** start Entries **

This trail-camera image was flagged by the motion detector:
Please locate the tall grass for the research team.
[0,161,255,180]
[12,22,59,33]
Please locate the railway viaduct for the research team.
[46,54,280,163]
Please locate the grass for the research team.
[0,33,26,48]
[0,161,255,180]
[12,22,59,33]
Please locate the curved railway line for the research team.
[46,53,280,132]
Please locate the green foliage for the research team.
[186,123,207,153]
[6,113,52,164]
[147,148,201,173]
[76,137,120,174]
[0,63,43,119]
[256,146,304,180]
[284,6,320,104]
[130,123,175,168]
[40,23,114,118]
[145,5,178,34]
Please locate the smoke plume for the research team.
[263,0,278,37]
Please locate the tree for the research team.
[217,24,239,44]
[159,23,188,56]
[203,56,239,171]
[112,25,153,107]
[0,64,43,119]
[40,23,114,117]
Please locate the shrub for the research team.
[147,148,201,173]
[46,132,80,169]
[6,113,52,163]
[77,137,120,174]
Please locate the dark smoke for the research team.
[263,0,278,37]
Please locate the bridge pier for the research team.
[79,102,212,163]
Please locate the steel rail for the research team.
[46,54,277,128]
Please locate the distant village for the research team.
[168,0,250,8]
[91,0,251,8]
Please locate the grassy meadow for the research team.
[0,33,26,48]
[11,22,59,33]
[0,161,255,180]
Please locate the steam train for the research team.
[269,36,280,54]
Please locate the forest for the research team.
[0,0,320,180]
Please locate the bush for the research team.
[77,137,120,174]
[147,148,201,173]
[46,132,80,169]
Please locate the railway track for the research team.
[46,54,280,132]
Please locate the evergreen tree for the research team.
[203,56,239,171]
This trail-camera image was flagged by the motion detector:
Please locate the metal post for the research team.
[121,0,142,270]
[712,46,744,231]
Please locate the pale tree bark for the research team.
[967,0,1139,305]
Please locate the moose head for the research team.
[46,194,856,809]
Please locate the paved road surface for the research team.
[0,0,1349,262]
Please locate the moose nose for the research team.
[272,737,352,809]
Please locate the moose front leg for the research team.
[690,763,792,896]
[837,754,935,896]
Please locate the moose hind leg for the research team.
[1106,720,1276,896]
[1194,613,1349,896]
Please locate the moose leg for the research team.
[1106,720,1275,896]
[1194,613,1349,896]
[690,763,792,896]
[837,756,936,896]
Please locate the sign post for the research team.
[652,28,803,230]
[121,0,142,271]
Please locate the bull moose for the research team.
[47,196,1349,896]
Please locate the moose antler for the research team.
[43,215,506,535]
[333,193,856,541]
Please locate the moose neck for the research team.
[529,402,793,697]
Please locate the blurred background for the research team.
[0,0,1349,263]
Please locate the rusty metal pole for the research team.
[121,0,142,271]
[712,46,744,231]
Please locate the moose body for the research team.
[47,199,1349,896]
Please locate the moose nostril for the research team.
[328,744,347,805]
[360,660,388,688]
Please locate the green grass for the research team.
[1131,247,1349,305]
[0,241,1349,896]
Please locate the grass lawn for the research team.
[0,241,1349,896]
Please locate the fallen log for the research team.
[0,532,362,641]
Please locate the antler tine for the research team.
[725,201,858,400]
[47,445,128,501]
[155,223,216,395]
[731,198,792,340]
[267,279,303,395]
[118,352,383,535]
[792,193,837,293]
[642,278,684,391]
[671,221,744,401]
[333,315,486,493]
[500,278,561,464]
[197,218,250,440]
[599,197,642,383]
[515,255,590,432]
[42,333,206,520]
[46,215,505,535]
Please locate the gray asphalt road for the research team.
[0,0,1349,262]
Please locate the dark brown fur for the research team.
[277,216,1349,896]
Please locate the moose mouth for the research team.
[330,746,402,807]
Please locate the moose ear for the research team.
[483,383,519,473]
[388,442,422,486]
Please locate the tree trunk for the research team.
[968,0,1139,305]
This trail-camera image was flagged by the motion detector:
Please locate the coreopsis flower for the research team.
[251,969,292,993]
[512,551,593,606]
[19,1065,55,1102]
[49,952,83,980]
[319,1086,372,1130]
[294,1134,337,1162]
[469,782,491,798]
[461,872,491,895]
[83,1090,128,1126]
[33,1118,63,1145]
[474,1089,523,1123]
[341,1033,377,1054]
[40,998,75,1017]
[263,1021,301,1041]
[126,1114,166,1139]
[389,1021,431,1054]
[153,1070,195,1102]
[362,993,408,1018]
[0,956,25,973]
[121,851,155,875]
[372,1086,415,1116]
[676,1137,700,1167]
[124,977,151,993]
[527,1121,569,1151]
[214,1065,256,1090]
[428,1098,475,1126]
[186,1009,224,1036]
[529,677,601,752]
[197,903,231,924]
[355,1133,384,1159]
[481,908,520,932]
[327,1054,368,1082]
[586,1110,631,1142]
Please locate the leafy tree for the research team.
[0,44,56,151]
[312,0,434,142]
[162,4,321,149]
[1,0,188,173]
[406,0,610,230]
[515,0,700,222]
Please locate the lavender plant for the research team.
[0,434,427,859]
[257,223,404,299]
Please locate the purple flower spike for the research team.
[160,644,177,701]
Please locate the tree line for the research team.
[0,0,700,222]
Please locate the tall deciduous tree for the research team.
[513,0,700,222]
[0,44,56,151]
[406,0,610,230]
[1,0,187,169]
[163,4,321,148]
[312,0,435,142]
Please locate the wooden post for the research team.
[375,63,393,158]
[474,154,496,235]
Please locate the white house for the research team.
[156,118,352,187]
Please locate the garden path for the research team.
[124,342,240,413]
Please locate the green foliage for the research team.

** end Entries **

* **What is expected**
Please repeat the listing exactly, with nothing left out.

* **Result**
This trail-camera image was flagged by the motion detector:
Please locate the tall grass for the research team.
[0,161,255,180]
[12,22,59,33]
Please locate the railway viaduct for the research team.
[46,54,280,163]
Please locate the grass for the research team.
[0,33,26,48]
[0,161,255,180]
[12,22,59,33]
Please locate the curved railway line for the research team.
[46,53,280,132]
Please locate the green foliage for the research team.
[186,123,207,153]
[6,113,52,164]
[147,148,201,173]
[76,137,120,174]
[0,63,43,119]
[256,146,304,180]
[284,6,320,104]
[130,123,175,168]
[40,23,114,118]
[145,5,178,34]
Please locate the smoke plume for the research team.
[263,0,278,37]
Please locate the tree for the research team.
[217,24,239,44]
[159,23,188,56]
[203,56,239,171]
[112,25,153,107]
[0,64,43,119]
[40,23,114,117]
Please locate the shrub for the research team.
[147,148,201,173]
[46,132,80,169]
[6,113,52,163]
[77,137,120,174]
Please locate the dark smoke for the research team.
[263,0,278,37]
Please locate the bridge pier for the research team.
[79,102,212,163]
Please locate the steel rail for the research team.
[46,54,277,128]
Please locate the distant village for the research team.
[168,0,250,8]
[91,0,251,8]
Please locate the grassy meadow for the research team.
[0,33,26,48]
[11,22,59,33]
[0,161,255,180]
Please locate the steam train for the research team.
[269,36,280,54]
Please locate the forest for the research team.
[0,0,320,180]
Please locate the bush for the research team.
[77,137,120,174]
[147,148,201,173]
[46,132,80,169]
Please locate the railway track for the research team.
[46,54,280,132]
Please locate the evergreen tree for the research team.
[203,56,239,171]
This trail-camera image was flagged by the motion detector:
Please locate the metal post for the research team.
[121,0,142,270]
[712,46,744,231]
Please locate the pale tree bark for the research team.
[967,0,1139,305]
Please locate the moose head for the research team.
[46,194,856,809]
Please locate the paved road surface for the research team.
[0,0,1349,262]
Please locate the moose nose for the research team.
[272,737,352,809]
Please locate the moose front leg for the research team.
[690,763,792,896]
[837,754,935,896]
Please locate the moose hind leg for the research team.
[1106,720,1276,896]
[1194,613,1349,896]
Please locate the moose leg for the research team.
[1106,720,1275,896]
[1194,613,1349,896]
[690,763,792,896]
[837,756,936,896]
Please locate the sign post for the research team.
[652,28,803,230]
[121,0,142,271]
Please locate the bull moose for the research team.
[47,196,1349,896]
Please locate the moose antler for the research team.
[43,215,506,535]
[333,193,856,541]
Please locate the moose neck for the research team.
[529,402,793,697]
Please locate the blurred background for the research team.
[0,0,1349,263]
Please locate the rusty metal pole for the research team.
[121,0,142,271]
[712,46,744,231]
Please locate the moose body for the research team.
[47,199,1349,896]
Please locate the moose nostril for the research team.
[328,744,347,805]
[360,660,388,688]
Please locate the green grass for the research team.
[1131,247,1349,305]
[0,241,1349,896]
Please locate the grass lawn for the research team.
[0,241,1349,896]
Please locate the fallen log for the research team.
[0,532,362,641]
Please locate the antler tine for the research team.
[725,201,858,400]
[47,445,128,501]
[155,223,216,395]
[731,198,792,340]
[267,279,303,395]
[118,352,383,535]
[792,193,837,293]
[642,278,684,391]
[671,221,744,401]
[333,315,486,493]
[500,278,561,464]
[197,218,250,440]
[599,197,642,383]
[515,255,590,432]
[42,333,206,520]
[46,215,505,535]
Please locate the gray asphalt road for the research team.
[0,0,1349,262]
Please locate the dark brown fur for the research team.
[277,216,1349,896]
Please locate the moose mouth for the research team.
[330,746,402,807]
Please locate the moose ear for the research team.
[483,383,519,473]
[388,442,422,486]
Please locate the tree trunk for the research team.
[968,0,1139,305]
This trail-camera image was flagged by the motion detector:
Please locate the coreopsis flower for the research team.
[251,969,292,993]
[512,551,593,606]
[19,1065,55,1102]
[49,952,83,980]
[319,1086,372,1130]
[294,1134,337,1162]
[469,782,491,798]
[461,872,491,895]
[83,1090,128,1126]
[33,1118,63,1145]
[474,1089,523,1123]
[341,1033,377,1054]
[40,998,75,1017]
[263,1021,301,1041]
[126,1114,166,1139]
[389,1021,431,1054]
[153,1070,195,1102]
[362,993,408,1018]
[0,956,25,973]
[121,851,155,875]
[372,1086,415,1116]
[676,1137,700,1167]
[124,977,151,993]
[527,1121,569,1151]
[214,1065,256,1090]
[428,1098,475,1126]
[186,1009,224,1036]
[529,677,601,752]
[197,903,231,924]
[355,1133,384,1159]
[481,908,520,932]
[327,1054,368,1082]
[586,1110,631,1142]
Please locate the leafy tree for the research team.
[0,44,56,151]
[312,0,434,142]
[162,4,321,149]
[1,0,188,173]
[406,0,610,230]
[515,0,700,222]
Please locate the lavender plant for the research team.
[0,434,427,859]
[257,223,404,299]
Please locate the purple flower spike for the research team.
[160,644,177,701]
Please locate the tree line for the research team.
[0,0,700,222]
Please locate the tall deciduous tree for the research team.
[513,0,700,222]
[0,44,56,151]
[406,0,610,230]
[1,0,187,169]
[163,4,321,148]
[312,0,435,142]
Please locate the wooden post for the research team.
[375,63,393,158]
[474,154,496,235]
Please locate the white house for the research team.
[156,118,352,187]
Please locate the garden path for the research team.
[124,342,240,413]
Please locate the green foliage for the research team.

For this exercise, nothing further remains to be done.